The exercise
Please extract each row below and reproduce its lines unchanged, character for character.

+++ Task inputs +++

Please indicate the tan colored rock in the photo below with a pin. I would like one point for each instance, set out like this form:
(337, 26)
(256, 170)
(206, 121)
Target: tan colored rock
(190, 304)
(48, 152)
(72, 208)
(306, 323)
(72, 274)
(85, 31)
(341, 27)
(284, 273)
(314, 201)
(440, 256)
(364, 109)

+++

Answer for the task
Please indicate the tan colored rock in the photo below with a pin. I would like one point for each instance, set out like this form:
(337, 26)
(256, 170)
(206, 121)
Target: tan colored rock
(190, 304)
(48, 152)
(72, 208)
(306, 323)
(72, 274)
(85, 31)
(341, 27)
(284, 273)
(314, 201)
(440, 256)
(364, 109)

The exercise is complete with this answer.